■ **Required work**: Return the text below on climate adaptation funding for developing countries exactly as it appears, in its entirety.

Published: 08. 07. 2009

The climate summit set for December in Copenhagen is expected to get a new world climate agreement back on the rails. Along with new CO2 reduction obligations, one central question is how poor countries will pay for billion-dollar climate change adaptation measures, and who has the say in the funds concerned. Article published in Alliance Sud News No. 60, Summer 2009

Between droughts, hurricanes and coastal flooding, the developing countries are suffering much more from global warming than its originators, the industrialised countries. In the case of Bangladesh, for example, the International Panel on Climate Change (IPCC) has calculated that by 2050 the expected rise in the sea level will cover more than one-tenth of the country's surface area, forcing more than 5 million people to flee. The United Nations Development Programme (UNDP) estimates that the country's harvests will decline some 40 per cent by that time. Drinking water will be in short supply before 2050 – and all this, despite the fact that Bangladesh's own per capita CO2 emission (0.25 tonnes in 2004) is less than one-twentieth of Switzerland's (5.47 tonnes in 2004).

The changed climatic conditions are posing enormous adaptation problems for poor countries. They now have to reorient food cultivation radically, open up new areas for settlement, build dams and install early warning systems. The Secretariat of the United Nations Framework Convention on Climate Change (UNFCCC) estimates that these adaptation measures will cost developing countries between 28 and 67 billion dollars per year. The NGO Oxfam makes a minimum estimate of 50 billion dollars, and the United Nations Development Programme (UNDP) 86 billion.

Where are these funds to come from and who should distribute them? For some time now these issues have been the subject of heated political debate. The developing world is not prepared to subscribe to a climate agreement that fails to regulate the funding of adaptation costs in a fair and binding manner. There has been no such regulation to date. Numerous multilateral climate funds do already exist, but voluntary contributions from industrialised countries are thin on the ground. Besides, there is considerable competition between the funds: industrialised countries prefer those in which developing countries have little or no say.

■ **Supplied data**:
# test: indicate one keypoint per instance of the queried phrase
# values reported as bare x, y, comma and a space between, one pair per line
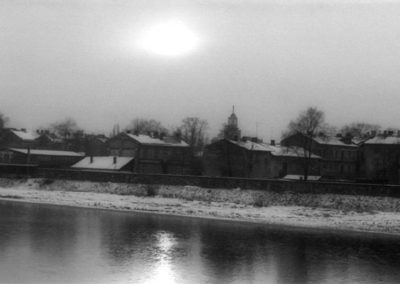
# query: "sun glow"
171, 38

■ **Task result**:
Published: 08. 07. 2009

The climate summit set for December in Copenhagen is expected to get a new world climate agreement back on the rails. Along with new CO2 reduction obligations, one central question is how poor countries will pay for billion-dollar climate change adaptation measures, and who has the say in the funds concerned. Article published in Alliance Sud News No. 60, Summer 2009

Between droughts, hurricanes and coastal flooding, the developing countries are suffering much more from global warming than its originators, the industrialised countries. In the case of Bangladesh, for example, the International Panel on Climate Change (IPCC) has calculated that by 2050 the expected rise in the sea level will cover more than one-tenth of the country's surface area, forcing more than 5 million people to flee. The United Nations Development Programme (UNDP) estimates that the country's harvests will decline some 40 per cent by that time. Drinking water will be in short supply before 2050 – and all this, despite the fact that Bangladesh's own per capita CO2 emission (0.25 tonnes in 2004) is less than one-twentieth of Switzerland's (5.47 tonnes in 2004).

The changed climatic conditions are posing enormous adaptation problems for poor countries. They now have to reorient food cultivation radically, open up new areas for settlement, build dams and install early warning systems. The Secretariat of the United Nations Framework Convention on Climate Change (UNFCCC) estimates that these adaptation measures will cost developing countries between 28 and 67 billion dollars per year. The NGO Oxfam makes a minimum estimate of 50 billion dollars, and the United Nations Development Programme (UNDP) 86 billion.

Where are these funds to come from and who should distribute them? For some time now these issues have been the subject of heated political debate. The developing world is not prepared to subscribe to a climate agreement that fails to regulate the funding of adaptation costs in a fair and binding manner. There has been no such regulation to date. Numerous multilateral climate funds do already exist, but voluntary contributions from industrialised countries are thin on the ground. Besides, there is considerable competition between the funds: industrialised countries prefer those in which developing countries have little or no say.